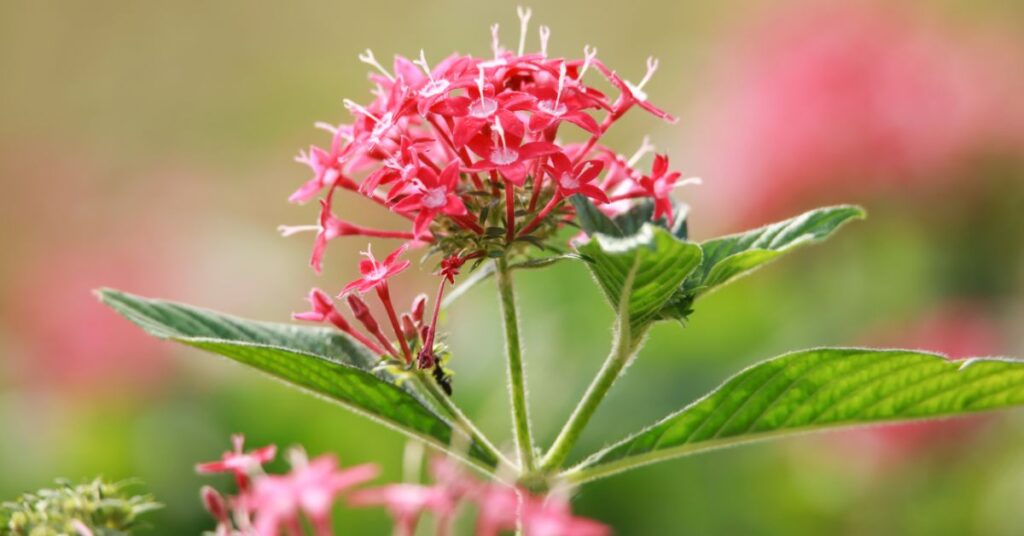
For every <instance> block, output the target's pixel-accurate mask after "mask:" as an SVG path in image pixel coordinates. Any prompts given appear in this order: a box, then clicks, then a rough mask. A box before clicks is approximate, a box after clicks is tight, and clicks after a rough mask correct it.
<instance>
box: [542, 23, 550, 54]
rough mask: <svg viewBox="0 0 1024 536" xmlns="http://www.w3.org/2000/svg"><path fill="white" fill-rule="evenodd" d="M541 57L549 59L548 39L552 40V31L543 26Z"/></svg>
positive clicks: (544, 26)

**What the task asks:**
Recast every line of the rows above as a numbered list, skipping blank lines and leaving out the pictures.

**Result for this task:**
1. For every <instance> block, output the target's pixel-accurate mask after "mask:" as an SVG path in image pixel coordinates. Any prompts given appear in this order: a box, then clicks, then a rough mask. A box before clicks is approximate, a box after clicks is tight, and clicks after a rough mask correct it.
2. <instance>
3. box: [542, 23, 550, 54]
4. rough mask: <svg viewBox="0 0 1024 536" xmlns="http://www.w3.org/2000/svg"><path fill="white" fill-rule="evenodd" d="M541 57L549 59L548 39L552 40V31L543 26Z"/></svg>
5. positive clicks: (544, 26)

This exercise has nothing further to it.